**What to produce**
Repeat the whole listing below with nothing added or dropped.

**Dataset entries**
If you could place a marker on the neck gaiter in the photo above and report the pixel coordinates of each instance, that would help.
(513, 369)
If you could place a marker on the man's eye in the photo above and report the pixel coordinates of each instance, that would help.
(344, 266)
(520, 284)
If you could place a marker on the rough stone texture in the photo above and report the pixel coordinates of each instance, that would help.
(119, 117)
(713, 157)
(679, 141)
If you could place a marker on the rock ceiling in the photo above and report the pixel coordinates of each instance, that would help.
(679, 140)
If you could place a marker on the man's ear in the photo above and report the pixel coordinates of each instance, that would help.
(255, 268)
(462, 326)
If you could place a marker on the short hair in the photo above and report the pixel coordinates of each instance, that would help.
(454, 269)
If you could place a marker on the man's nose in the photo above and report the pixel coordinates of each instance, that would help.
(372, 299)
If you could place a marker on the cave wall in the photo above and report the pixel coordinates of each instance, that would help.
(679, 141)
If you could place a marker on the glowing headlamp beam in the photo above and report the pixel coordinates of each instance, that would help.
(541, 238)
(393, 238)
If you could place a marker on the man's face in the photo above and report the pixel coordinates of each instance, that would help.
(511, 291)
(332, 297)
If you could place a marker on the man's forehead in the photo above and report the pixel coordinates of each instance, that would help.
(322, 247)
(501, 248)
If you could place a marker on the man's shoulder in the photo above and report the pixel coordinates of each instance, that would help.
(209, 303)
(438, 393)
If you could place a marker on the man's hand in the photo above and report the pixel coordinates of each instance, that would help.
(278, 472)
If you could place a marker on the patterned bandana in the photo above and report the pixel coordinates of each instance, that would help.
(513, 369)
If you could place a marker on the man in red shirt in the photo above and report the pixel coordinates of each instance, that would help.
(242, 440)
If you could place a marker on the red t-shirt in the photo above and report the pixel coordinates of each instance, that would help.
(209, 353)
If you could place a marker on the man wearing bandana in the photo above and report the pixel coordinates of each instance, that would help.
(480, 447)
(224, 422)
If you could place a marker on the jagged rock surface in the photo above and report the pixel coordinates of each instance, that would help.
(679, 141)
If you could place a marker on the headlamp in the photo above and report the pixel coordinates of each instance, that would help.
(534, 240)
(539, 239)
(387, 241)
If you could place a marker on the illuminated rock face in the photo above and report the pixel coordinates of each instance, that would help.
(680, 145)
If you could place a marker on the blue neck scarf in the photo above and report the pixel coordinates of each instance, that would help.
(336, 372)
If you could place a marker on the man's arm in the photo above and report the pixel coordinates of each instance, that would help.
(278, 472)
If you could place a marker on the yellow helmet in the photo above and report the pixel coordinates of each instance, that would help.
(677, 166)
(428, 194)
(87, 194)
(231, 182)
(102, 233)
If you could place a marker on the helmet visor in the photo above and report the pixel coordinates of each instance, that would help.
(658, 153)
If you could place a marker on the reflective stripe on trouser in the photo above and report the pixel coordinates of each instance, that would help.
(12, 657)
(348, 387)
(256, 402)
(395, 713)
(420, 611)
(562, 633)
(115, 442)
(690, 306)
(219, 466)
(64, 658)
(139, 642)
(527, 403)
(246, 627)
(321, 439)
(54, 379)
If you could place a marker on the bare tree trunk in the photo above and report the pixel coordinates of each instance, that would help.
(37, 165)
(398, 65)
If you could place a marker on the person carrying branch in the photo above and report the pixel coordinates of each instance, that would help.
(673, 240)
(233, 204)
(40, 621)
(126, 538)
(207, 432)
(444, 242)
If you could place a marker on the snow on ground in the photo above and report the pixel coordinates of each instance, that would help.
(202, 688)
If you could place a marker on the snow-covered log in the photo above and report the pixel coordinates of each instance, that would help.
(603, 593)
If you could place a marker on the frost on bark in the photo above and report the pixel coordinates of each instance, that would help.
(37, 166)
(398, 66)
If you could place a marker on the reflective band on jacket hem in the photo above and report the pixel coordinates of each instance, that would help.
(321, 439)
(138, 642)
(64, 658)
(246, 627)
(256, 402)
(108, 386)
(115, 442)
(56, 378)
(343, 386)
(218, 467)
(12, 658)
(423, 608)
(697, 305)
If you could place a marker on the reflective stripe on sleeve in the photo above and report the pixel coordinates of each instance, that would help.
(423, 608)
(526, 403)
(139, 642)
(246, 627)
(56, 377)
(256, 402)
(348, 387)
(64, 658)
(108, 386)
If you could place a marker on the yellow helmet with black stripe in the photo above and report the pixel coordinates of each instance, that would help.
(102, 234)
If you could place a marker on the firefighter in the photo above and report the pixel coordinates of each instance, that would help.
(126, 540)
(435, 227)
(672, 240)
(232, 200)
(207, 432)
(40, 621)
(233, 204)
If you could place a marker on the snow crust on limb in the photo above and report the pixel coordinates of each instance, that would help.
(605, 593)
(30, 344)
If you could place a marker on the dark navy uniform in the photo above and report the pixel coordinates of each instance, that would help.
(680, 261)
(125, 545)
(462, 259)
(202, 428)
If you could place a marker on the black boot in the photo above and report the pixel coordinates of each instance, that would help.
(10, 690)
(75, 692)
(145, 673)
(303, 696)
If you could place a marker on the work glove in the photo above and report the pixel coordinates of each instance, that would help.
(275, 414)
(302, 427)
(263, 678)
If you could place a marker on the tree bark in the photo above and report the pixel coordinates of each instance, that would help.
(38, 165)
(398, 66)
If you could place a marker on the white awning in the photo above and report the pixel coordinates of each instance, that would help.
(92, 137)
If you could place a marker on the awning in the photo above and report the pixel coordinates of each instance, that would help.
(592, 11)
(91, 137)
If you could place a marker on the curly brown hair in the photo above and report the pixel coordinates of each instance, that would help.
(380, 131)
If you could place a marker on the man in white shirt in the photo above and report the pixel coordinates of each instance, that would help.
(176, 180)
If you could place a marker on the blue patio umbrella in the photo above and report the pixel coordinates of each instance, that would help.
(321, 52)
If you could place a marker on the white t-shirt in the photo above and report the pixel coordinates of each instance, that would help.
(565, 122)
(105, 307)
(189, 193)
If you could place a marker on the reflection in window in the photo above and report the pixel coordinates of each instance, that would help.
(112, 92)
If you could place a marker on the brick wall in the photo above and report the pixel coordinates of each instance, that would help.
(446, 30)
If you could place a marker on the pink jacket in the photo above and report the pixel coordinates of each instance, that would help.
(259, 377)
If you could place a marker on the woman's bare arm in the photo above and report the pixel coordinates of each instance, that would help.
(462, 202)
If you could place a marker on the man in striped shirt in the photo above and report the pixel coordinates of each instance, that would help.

**Result of this task**
If you could place a marker on the neck gaiter in the photo above and report the pixel coordinates of each instance, that would help.
(513, 369)
If you could place a marker on the man's eye in the photo above and report the pixel coordinates of each instance, that would help.
(344, 266)
(520, 284)
If you could place a marker on the rough stone texture in the photo above and report the pixel coordinates of each instance, that would help.
(119, 117)
(713, 157)
(679, 141)
If you could place a marker on the rock ceiling in the photo above and report the pixel coordinates of each instance, that would help.
(679, 140)
If you could place a marker on the man's ear in the photo above and report the pixel coordinates of each instance, that would help.
(255, 268)
(462, 326)
If you could place a marker on the short hair in the photo above and report the pixel coordinates of each instance, that would help.
(454, 269)
If you could place a marker on the man's nose in the photo above and report the pixel coordinates of each instance, that would help.
(372, 299)
If you could place a marker on the cave wall in the photo above and report the pixel coordinates of each instance, that would help.
(679, 141)
If you could place a marker on the glowing headlamp beam in the photo above and report the pixel coordinates of each instance, that would help.
(541, 238)
(393, 238)
If you could place a marker on the man's face in the photo above and report the pixel coordinates of each instance, that would help.
(511, 291)
(332, 297)
If you could place a marker on the man's forehead in the photo above and report the pixel coordinates of each instance, that would help.
(322, 247)
(501, 248)
If you could place a marker on the man's shoulder in the photo above and report the pixel coordinates of each instance, that would help.
(209, 303)
(438, 393)
If you could place a marker on the man's hand in the photo above and report the pixel coordinates of each instance, that would help.
(278, 472)
If you could place a marker on the patterned bandana in the photo above and report the pixel coordinates of each instance, that would help.
(513, 369)
If you could place a marker on the man in red shirt in the photo above and report the pixel coordinates of each instance, that would help.
(242, 440)
If you could place a marker on the red t-shirt in the photo above and report the pixel coordinates of each instance, that would help.
(209, 353)
If you could place a marker on the man wearing bandana in the photo above and report the pixel coordinates of each instance, that would help.
(480, 447)
(224, 422)
If you could place a marker on the jagged rock surface in the photo above and report the pixel coordinates of each instance, that would help.
(679, 141)
If you could place a marker on the headlamp in the photo above and report the pixel coordinates of each instance, that would help.
(534, 240)
(539, 239)
(387, 241)
If you could place a marker on the illuminated rock face in the photo above and report the pixel coordinates of each instance, that would help.
(680, 145)
If you could place a marker on the blue neck scarf in the photo above and report the pixel coordinates of each instance, that would help.
(336, 372)
If you could place a marker on the man's arm in the photo above and report the pixel coordinates of each instance, that would help.
(278, 472)
If you could place a marker on the yellow helmet in the photo above and report the pixel coordinates of each instance, that would help.
(677, 166)
(428, 194)
(87, 194)
(231, 182)
(102, 233)
If you could place a marker on the helmet visor in the photo above and report the pixel coordinates of each instance, that would help.
(658, 153)
If you could place a marker on the reflective stripe on trouser in the photo above and report the pixel coordinates of each instance, that would help.
(12, 657)
(348, 387)
(256, 402)
(395, 713)
(420, 611)
(562, 633)
(115, 442)
(690, 306)
(219, 466)
(64, 658)
(139, 642)
(527, 403)
(246, 627)
(321, 439)
(54, 379)
If you could place a marker on the bare tree trunk in the photo above and report the pixel coordinates of each instance, that would help.
(37, 165)
(398, 65)
If you could place a marker on the person carrying branch in the photo above and report the pixel coordinates of each instance, that would help.
(673, 240)
(233, 204)
(40, 621)
(126, 538)
(207, 432)
(444, 242)
If you could place a marker on the snow on ground in the photo above and report the pixel coordinates of each instance, that would help.
(202, 688)
If you could place a marker on the snow-covered log in the photo above and report the pixel coordinates of each instance, that would help.
(603, 593)
If you could place a marker on the frost on bark in the photo above and report the pixel coordinates of each instance, that would help.
(37, 166)
(398, 66)
If you could place a marker on the reflective band on jacket hem in the photo above and report the pixel coordinates of each instance, that would help.
(321, 439)
(138, 642)
(64, 658)
(246, 627)
(256, 402)
(108, 386)
(115, 442)
(56, 378)
(343, 386)
(218, 467)
(12, 658)
(423, 608)
(697, 305)
If you could place a marker on the reflective stripe on sleeve in the photo above and report the pixel coordinates of each instance, that would help.
(423, 608)
(526, 403)
(139, 642)
(246, 627)
(56, 377)
(256, 402)
(348, 387)
(64, 658)
(108, 386)
If you could place a marker on the yellow helmet with black stripe in the photo above and report the pixel coordinates of each instance, that would help.
(102, 234)
If you could place a marker on the firefighter in the photo above and report the pixel coordinates of each instance, that would help.
(126, 540)
(435, 227)
(672, 240)
(232, 200)
(207, 432)
(40, 621)
(233, 204)
If you could place a marker on the snow crust on limb in the photo above and report the pixel coordinates of each instance, that would help.
(605, 593)
(30, 344)
If you could place a marker on the dark navy uniform in the photo above and report the pixel coordinates of each instance, that would help.
(680, 261)
(125, 545)
(462, 259)
(202, 428)
If you could place a marker on the black boot in the photo above and report the pixel coordinates of each instance, that would help.
(10, 690)
(75, 692)
(145, 673)
(303, 696)
If you could place a marker on the work glove in the photo above and report the pixel coordinates of each instance, that would help.
(275, 414)
(302, 427)
(263, 678)
If you could place a marker on the tree bark in the photo above and report the pixel coordinates of each instance, that would help.
(38, 165)
(398, 66)
If you could place a marker on the white awning in the photo above and report the pixel coordinates of each instance, that would help.
(92, 137)
If you could place a marker on the awning in the photo above and report the pixel coordinates of each instance, that would help.
(592, 11)
(91, 137)
If you could place a marker on the curly brown hair in the photo above and report the pixel coordinates of each instance, that would help.
(380, 131)
If you could place a marker on the man in white shirt in the photo above and report the pixel coordinates of each instance, that would help.
(176, 180)
If you could place a marker on the blue patio umbrella in the photo above and report the pixel coordinates of each instance, that would help.
(321, 52)
If you could place a marker on the white t-shirt in the photo above and report the pixel coordinates of each instance, that would help.
(565, 122)
(105, 307)
(189, 193)
If you could place a marker on the reflection in window in the photo above and report the pixel coordinates of each instance, that would help.
(112, 92)
If you could place a marker on the brick wall in the photo above and report the pixel coordinates of each instance, that would help.
(446, 30)
If you could place a marker on the pink jacket in the photo above and report the pixel coordinates of each instance, that would help.
(259, 377)
If you could place a marker on the woman's bare arm in the photo above and report the pixel coordinates of each instance, that would help.
(462, 202)
If you could place a marker on the man in striped shirt in the photo above and report the pixel coordinates of each instance, that would help.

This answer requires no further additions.